(Stored items from a collection)
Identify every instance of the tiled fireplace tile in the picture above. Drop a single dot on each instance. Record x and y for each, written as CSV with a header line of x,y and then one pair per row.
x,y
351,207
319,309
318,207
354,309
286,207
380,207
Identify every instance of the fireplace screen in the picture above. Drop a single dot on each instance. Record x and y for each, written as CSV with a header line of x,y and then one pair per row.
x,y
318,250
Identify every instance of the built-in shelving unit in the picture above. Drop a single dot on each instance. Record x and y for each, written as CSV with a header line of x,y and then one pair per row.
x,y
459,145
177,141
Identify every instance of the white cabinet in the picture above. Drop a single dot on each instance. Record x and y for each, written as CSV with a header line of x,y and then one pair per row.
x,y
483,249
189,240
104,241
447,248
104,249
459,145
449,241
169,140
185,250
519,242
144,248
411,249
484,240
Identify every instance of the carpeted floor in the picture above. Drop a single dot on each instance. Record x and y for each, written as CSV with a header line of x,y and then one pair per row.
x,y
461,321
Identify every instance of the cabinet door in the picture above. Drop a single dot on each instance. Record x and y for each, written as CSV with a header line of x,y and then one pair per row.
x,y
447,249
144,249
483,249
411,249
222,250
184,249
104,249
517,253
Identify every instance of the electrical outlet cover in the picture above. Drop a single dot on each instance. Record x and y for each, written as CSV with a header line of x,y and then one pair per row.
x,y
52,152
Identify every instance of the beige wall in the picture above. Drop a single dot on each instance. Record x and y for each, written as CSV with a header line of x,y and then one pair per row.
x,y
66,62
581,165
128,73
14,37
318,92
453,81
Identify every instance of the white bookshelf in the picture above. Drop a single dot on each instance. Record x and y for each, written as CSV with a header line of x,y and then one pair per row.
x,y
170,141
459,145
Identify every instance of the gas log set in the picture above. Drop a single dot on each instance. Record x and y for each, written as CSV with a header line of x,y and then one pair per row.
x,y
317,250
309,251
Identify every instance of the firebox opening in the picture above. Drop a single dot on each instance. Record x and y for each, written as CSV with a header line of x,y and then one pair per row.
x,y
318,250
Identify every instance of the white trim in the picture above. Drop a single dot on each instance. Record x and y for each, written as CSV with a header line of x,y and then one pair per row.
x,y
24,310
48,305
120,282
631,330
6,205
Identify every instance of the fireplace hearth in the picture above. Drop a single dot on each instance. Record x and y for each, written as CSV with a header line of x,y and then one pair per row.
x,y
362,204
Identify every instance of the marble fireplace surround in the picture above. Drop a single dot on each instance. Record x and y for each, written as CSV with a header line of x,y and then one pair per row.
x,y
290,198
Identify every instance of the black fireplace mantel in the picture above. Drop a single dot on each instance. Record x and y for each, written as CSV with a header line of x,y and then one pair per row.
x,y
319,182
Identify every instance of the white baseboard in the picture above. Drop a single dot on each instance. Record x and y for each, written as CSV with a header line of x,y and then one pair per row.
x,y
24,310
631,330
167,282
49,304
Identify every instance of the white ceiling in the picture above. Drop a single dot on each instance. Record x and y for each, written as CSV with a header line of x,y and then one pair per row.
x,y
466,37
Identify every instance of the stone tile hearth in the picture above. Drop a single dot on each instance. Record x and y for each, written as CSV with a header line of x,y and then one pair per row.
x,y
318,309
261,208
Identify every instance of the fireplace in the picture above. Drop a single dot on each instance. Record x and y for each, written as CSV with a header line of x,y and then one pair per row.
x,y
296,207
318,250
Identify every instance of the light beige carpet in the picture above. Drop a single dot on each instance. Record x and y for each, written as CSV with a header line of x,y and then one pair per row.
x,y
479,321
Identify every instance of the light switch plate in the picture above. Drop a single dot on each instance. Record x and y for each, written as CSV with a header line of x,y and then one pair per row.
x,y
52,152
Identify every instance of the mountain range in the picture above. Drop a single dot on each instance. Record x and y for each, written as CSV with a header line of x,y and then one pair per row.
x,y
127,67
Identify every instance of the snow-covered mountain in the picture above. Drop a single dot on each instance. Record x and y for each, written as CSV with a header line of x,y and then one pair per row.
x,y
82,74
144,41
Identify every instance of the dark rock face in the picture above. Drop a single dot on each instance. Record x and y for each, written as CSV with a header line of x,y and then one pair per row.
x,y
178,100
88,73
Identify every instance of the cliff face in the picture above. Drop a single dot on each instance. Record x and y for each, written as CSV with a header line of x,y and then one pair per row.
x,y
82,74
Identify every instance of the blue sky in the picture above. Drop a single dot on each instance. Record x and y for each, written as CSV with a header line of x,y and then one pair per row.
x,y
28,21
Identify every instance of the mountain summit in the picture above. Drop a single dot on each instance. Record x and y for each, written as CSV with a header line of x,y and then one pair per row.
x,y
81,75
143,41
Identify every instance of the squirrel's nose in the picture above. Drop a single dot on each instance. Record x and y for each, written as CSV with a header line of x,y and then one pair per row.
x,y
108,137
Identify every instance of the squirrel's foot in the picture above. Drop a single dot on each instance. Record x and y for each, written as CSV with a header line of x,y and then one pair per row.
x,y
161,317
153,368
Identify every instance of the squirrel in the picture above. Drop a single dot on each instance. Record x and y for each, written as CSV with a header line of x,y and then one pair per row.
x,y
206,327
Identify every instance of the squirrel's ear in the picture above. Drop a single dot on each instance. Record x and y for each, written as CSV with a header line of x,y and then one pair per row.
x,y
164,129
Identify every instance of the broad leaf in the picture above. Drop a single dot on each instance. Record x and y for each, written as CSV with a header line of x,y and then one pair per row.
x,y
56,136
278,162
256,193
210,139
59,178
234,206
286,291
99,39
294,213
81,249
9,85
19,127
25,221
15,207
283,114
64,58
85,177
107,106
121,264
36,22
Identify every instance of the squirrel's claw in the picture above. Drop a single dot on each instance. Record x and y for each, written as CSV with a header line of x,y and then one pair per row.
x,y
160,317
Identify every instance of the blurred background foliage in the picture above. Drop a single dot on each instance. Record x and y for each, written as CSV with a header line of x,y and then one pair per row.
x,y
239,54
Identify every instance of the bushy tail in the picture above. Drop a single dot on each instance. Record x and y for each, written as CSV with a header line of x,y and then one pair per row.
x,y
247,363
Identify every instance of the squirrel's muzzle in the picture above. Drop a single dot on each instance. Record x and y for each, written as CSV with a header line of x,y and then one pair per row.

**REQUIREMENT**
Repeat the whole of the data verbatim, as it reads above.

**EXERCISE RESPONSE**
Identify every instance of the tiled fireplace tile in the picture above. Drop a single dot on each instance. Record x and y for each, written as CSV with a header line of x,y and then one pair per row.
x,y
351,207
319,309
318,207
354,309
286,207
380,207
Identify every instance of the fireplace screen in the picture above. Drop a single dot on each instance. Record x and y for each, written as CSV with a header line of x,y and then one pair per row.
x,y
318,250
Identify every instance of the built-in shelving unit in the picture above. Drop a single dot on each instance. Record x and y for each, written as CSV with a header line of x,y and then one pair per row.
x,y
459,145
177,141
Identify every instance of the white cabinet in the picture above. Drop a single dot on each instance. Record x and y for each, written as CSV with a header line of x,y and then one pair per row.
x,y
483,249
189,240
104,241
447,248
104,249
459,145
449,241
169,140
185,250
519,242
144,248
411,249
484,240
Identify every instance of the carpeted floor in the picture above. Drop a single dot on each instance. Record x and y for each, written as CSV with a header line of x,y and then one pair per row.
x,y
461,321
Identify every instance of the cabinet door in the picture above. Drop a single dot on each instance. Record x and y for each, written as CSV with a header line of x,y and then one pair per row.
x,y
447,249
144,249
483,249
411,249
222,250
184,249
104,249
517,253
Identify every instance of the electrical outlet cover in the picture above. Drop a single dot on each instance. Record x and y for each, written as CSV with a header line of x,y and then one pair per row.
x,y
52,152
Identify every instance of the beige wall in the picture above. Drop a single dot on each instance. Record x and y for each, written as CSV with a header line of x,y and then one pair per row.
x,y
66,62
581,165
128,73
14,37
318,92
453,81
Identify every instance of the white bookshelf in the picture above. Drop a single dot on each instance. Record x and y for each, written as CSV with a header line of x,y and then one pair per row.
x,y
170,141
459,145
Identify every instance of the gas log set in the picture above. Drop a single dot on each instance. Record x and y for each, written as CSV with a header line of x,y and then one pair per row.
x,y
317,250
309,251
Identify every instance of the firebox opening in the picture above. Drop a single dot on each instance. Record x and y for each, written as CSV with a header line of x,y and then one pair per row.
x,y
318,250
Identify every instance of the white trim in the picture above. Drop a single dot on each instance. Record x and y for each, written as CSV with a header line of x,y and then one pair per row.
x,y
24,310
48,305
120,282
631,330
6,205
Identify every instance of the fireplace hearth in the picture above. Drop a single dot on each instance. Record x and y for each, written as CSV with a header line of x,y and then one pair per row.
x,y
362,204
Identify every instance of the marble fireplace surround in the picture above. Drop a single dot on each instance. Record x and y for each, written as CSV with a header line of x,y and then one pair per row.
x,y
290,198
Identify every instance of the black fireplace mantel in the picture above. Drop a single dot on each instance. Record x and y for each, written as CSV with a header line of x,y and then one pair per row.
x,y
319,182
Identify every instance of the white baseboard in the picture above. Drop a single dot on each instance. Record x and y for each, written as CSV with a header line of x,y and then one pair per row.
x,y
24,310
631,330
167,282
49,304
Identify every instance of the white ceiling in the picture above. Drop a single dot on each instance. Record x and y for each, written as CSV with a header line of x,y and then one pair per row.
x,y
466,37
Identify every instance of the stone tile hearth in the picture above. Drop a single dot on each instance. Record x and y for each, written as CSV with a header line of x,y and then one pair per row.
x,y
318,309
261,208
Identify every instance of the fireplace in the picture above. Drop a single dot on each instance. Record x and y for each, written as CSV with a header line of x,y and then one pair per row.
x,y
296,207
318,250
Identify every instance of the light beige carpet in the picture above. Drop a single dot on each instance. Record x and y for each, written as CSV with a header line of x,y and then one pair per row.
x,y
479,321
Identify every instance of the light switch plate in the picture above. Drop a single dot on each instance. Record x and y for each, written as CSV with a header line of x,y and then one pair per row.
x,y
52,152
Identify every instance of the mountain range in the picture above. Drop a single dot on each instance. Record x and y for each, written as CSV with a header line of x,y and then one pair per row.
x,y
127,67
Identify every instance of the snow-covered mountain in the picture above. Drop a single dot on each instance. Record x and y for each, written as CSV with a header line of x,y and then one pair per row.
x,y
82,74
144,41
Identify every instance of the dark rock face in the picture above. Drop a single dot on each instance. Record x and y for each, written as CSV with a header line of x,y and then one pair per row.
x,y
178,100
88,73
Identify every instance of the cliff face in the picture above. Drop a single dot on each instance. Record x and y for each, written as CSV with a header line of x,y and then one pair per row.
x,y
82,74
Identify every instance of the blue sky in the picture above. Drop a single dot on each instance. Record x and y for each, written as CSV with a header line of x,y and then one pair per row.
x,y
28,21
Identify every instance of the mountain summit in the picture above. Drop a single dot on each instance. Record x and y for each, written as CSV with a header line of x,y and then one pair per row.
x,y
81,75
143,41
Identify every instance of the squirrel's nose in the picture above. Drop a single dot on each instance. Record x and y for each, written as CSV with a header line of x,y and then one pair per row.
x,y
108,137
Identify every instance of the squirrel's foot in the picture above. Drop a single dot on each instance. Record x and y for each, written as CSV with a header line of x,y and then one pair per row.
x,y
161,317
153,368
Identify every instance of the squirrel in the picture above. Drop a single dot on each instance. Record x and y for each, written as CSV with a header line of x,y and then one pair per row.
x,y
206,327
Identify every instance of the squirrel's ear in the picture above. Drop a single dot on each instance. Record x and y for each, written as CSV with a header line of x,y and then one pair per row.
x,y
164,129
Identify every instance of the broad leaf in the picture above. Drop a single dot on each instance. Record x and y for each, written as CSV with a header line of x,y and then one pair per row.
x,y
56,136
278,162
256,193
210,139
59,178
234,206
286,291
99,39
294,213
81,249
9,85
19,127
25,221
15,207
283,114
64,58
85,177
107,106
121,264
36,22
Identify every instance of the squirrel's claw in the picture above. Drop a single dot on each instance. Record x and y for each, written as CSV with a header line of x,y and then one pair per row.
x,y
160,317
Identify every instance of the blurred background foliage in the picture above. Drop a single dot on each instance. Record x and y for each, written as CSV with a header line of x,y and then one pair per row.
x,y
239,54
Identify every instance of the bushy tail in the picture above. Drop a single dot on each instance. Record x and y for each, written as CSV with a header line of x,y and then one pair per row.
x,y
247,363
Identify every instance of the squirrel's muzzle in the picture above. Drop a single dot on each instance. Record x and y for each, written as CSV with a header line of x,y and then one pair per row.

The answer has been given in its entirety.